SOURCE TEXT -
|---|

The credible intervals for parameter estimates have a natural application to longitudinal studies of treatment effects, by providing a way to approximate the likelihood of an observed change in ability. The less that the posterior distributions from independent test administrations overlap, the more likely it is that a change occurred in the latent ability. By considering the distribution of response types and different kinds of naming abilities, treatment effects may be observable that would not otherwise be detectable in the overall accuracy score. Future work may seek to incorporate items from other popular naming tests by placing them on the same difficulty scales as the PNT, which could enable comparison across a much wider range of measures.

Model Fitting Online

We created a website, available at http://www.cogsci.uci.edu/~alns/MPTfit.php, that provides picture naming ability estimates for a given set of item-level PNT data. We have provided examples of formatted data on the website to help users familiarize themselves with the model’s inputs and outputs. After scoring a PNT, item-level data are often entered into a spreadsheet; if the rows are sorted alphabetically by target, then a column of data representing an individual participant’s responses can be copied and pasted into the form on the website.

The online fitting procedure assumes fixed item difficulties for computational simplicity, meaning that it uses a point estimate for each item’s difficulty instead of considering a distribution of possible difficulty values, adopting the posterior means that were obtained from fitting the model to the large data set presented in this article. The website employs a simple Metropolis-Hastings sampling algorithm programmed in PHP, rather than installing JAGS on the server to implement Gibbs sampling. The sampler runs 2 chains with 5,000 samples using a normal jump distribution with a standard deviation of 0.1, and discards the first 2,500 samples as burn-in. The sample average (i.e., the posterior mean) is used as a point estimate of ability. Correlations between the ability point estimates obtained with the different sampling methods, Gibbs and Metropolis-Hastings, ranged from .94 to .98. Percentile scores for abilities are calculated relative to the posterior means of the full cohort of 365 participants. The 95% credible intervals for ability estimates are constructed using the posterior means plus or minus two posterior standard deviations. Although the sampling algorithm uses the logit scale for parameter estimation, results are converted to a probability scale centered at the mean of the difficulty estimates for the PNT items and displayed as a percentage, which may have a more natural interpretation. These ability estimates can be interpreted as the probability of successful processing on a PNT item of average difficulty. Conveniently, the expected percentage of correct naming attempts on the PNT can be roughly approximated by multiplying these 6 abilities. Percentile scores can be interpreted as the percentage of our participant sample who had a lower ability.

|---|

EXERCISE REQUIREMENTS -
According to the passage on online model fitting, why does the online procedure use fixed item difficulties, and what values does it adopt for them? Answer in one to three sentences.

|---|

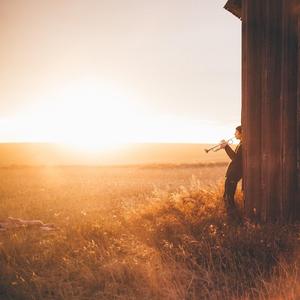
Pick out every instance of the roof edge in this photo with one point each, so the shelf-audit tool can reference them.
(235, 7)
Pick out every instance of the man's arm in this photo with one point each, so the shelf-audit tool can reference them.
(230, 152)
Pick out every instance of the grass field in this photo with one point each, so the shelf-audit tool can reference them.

|---|

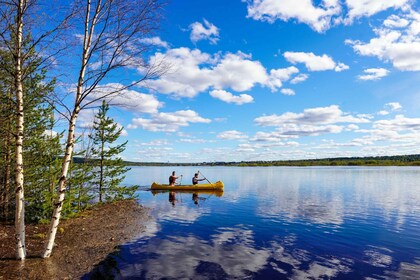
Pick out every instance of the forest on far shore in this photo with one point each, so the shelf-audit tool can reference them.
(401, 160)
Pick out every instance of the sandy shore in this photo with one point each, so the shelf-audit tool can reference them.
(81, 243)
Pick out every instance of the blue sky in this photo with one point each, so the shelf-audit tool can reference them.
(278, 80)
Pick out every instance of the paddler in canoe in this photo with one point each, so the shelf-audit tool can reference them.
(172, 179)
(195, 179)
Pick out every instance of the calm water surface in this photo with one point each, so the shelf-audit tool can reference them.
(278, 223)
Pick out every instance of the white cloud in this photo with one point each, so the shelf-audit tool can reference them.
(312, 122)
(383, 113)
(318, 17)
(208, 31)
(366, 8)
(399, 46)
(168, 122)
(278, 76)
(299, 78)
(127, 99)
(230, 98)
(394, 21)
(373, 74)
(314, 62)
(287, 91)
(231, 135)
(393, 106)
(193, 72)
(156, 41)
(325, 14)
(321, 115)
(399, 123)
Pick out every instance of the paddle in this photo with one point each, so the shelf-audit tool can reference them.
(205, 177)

|---|

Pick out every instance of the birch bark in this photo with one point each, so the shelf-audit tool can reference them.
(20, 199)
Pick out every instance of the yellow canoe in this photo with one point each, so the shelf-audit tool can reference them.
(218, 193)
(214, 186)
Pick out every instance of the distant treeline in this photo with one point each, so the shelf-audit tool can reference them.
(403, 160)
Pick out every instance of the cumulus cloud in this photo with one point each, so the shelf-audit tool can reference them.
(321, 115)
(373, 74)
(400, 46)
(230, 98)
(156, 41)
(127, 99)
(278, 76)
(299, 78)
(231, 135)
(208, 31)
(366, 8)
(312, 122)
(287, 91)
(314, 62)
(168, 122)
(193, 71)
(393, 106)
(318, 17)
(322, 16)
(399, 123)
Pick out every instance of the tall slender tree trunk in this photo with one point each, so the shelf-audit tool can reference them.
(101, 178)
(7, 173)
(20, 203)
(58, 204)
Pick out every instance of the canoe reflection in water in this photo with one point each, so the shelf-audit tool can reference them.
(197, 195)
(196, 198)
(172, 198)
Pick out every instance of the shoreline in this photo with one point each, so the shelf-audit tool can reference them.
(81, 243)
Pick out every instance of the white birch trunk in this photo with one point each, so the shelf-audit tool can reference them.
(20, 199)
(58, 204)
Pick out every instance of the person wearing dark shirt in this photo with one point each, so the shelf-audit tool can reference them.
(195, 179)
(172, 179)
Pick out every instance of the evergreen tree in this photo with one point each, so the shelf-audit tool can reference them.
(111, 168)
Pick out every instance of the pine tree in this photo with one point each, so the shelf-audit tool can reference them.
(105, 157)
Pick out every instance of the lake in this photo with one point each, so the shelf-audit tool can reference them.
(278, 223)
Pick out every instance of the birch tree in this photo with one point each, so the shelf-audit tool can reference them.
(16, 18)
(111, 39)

|---|

ANSWER SECTION -
The online procedure assumes fixed item difficulties for computational simplicity, so it uses a single point estimate for each item's difficulty rather than a distribution of possible values. For these point estimates it adopts the posterior means obtained by fitting the model to the large data set presented in the article.